→ **Stated task**:
Collect each line of the data below that contains the word "wheelchair", copying every such line unchanged.
--- Begin Information supplied ---
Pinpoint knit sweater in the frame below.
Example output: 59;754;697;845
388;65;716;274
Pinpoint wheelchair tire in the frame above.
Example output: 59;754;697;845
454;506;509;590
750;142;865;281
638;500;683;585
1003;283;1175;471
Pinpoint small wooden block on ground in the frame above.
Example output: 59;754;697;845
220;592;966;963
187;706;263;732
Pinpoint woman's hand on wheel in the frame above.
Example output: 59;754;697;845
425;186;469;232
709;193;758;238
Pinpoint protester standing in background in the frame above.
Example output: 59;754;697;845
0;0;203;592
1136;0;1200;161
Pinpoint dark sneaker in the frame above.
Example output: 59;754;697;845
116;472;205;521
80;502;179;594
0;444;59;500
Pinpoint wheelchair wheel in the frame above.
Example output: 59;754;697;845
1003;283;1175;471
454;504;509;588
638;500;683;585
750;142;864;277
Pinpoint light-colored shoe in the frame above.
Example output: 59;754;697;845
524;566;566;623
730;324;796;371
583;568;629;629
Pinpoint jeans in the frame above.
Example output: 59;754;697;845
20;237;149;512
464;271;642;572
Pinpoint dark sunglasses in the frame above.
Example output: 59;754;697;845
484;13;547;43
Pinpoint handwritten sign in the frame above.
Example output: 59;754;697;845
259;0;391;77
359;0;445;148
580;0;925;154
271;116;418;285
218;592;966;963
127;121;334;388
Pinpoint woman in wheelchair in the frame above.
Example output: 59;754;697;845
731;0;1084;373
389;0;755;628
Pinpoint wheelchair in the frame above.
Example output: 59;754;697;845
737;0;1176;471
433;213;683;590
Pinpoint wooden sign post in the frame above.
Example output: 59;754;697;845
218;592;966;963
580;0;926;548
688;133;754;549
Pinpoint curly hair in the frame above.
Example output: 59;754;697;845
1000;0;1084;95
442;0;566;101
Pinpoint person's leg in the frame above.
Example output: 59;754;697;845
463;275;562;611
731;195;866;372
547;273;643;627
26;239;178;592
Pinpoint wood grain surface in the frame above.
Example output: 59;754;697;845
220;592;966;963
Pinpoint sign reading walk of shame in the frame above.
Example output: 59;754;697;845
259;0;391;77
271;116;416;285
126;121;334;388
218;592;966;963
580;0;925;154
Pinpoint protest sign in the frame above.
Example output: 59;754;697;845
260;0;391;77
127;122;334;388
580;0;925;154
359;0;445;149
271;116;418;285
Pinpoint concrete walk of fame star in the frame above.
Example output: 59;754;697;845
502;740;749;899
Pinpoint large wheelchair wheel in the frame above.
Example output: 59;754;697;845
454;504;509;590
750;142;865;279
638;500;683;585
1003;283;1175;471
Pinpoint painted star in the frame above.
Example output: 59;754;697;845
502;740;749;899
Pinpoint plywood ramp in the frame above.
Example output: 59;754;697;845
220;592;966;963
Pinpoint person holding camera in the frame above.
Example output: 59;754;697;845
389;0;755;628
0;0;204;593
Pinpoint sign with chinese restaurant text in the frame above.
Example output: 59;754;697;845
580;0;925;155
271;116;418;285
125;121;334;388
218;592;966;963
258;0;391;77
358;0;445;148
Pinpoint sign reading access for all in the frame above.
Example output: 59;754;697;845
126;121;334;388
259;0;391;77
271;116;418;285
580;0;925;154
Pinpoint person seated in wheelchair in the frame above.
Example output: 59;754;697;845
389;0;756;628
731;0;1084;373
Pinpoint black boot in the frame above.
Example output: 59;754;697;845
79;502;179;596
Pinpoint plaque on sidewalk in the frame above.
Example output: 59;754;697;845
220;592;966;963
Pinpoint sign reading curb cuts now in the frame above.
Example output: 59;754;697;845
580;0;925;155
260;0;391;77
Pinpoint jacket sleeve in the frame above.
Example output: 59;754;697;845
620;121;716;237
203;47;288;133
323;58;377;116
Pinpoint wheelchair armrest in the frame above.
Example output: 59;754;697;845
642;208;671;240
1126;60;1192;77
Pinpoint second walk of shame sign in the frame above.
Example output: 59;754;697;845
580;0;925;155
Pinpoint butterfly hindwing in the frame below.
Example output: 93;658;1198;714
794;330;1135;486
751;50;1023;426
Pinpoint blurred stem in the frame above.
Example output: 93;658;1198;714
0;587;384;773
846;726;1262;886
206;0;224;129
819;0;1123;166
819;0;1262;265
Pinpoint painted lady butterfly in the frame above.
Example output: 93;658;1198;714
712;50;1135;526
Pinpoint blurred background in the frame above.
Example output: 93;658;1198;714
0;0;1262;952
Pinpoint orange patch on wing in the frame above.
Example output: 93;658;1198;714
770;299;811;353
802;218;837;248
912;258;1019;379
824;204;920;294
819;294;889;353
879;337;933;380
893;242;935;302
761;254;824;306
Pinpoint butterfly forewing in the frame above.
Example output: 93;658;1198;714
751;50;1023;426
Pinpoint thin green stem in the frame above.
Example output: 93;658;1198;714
--- End Information supplied ---
→ **Reply to the exercise**:
Pinpoint wheelchair tire in the frame above.
Pinpoint wheelchair wheel in the frame above.
Pinpoint woman in wheelchair in the frame above.
Pinpoint wheelchair in the frame above.
Pinpoint large wheelchair wheel in the frame above.
Pinpoint person seated in wheelchair in the frame above.
Pinpoint wheelchair armrest in the frame above.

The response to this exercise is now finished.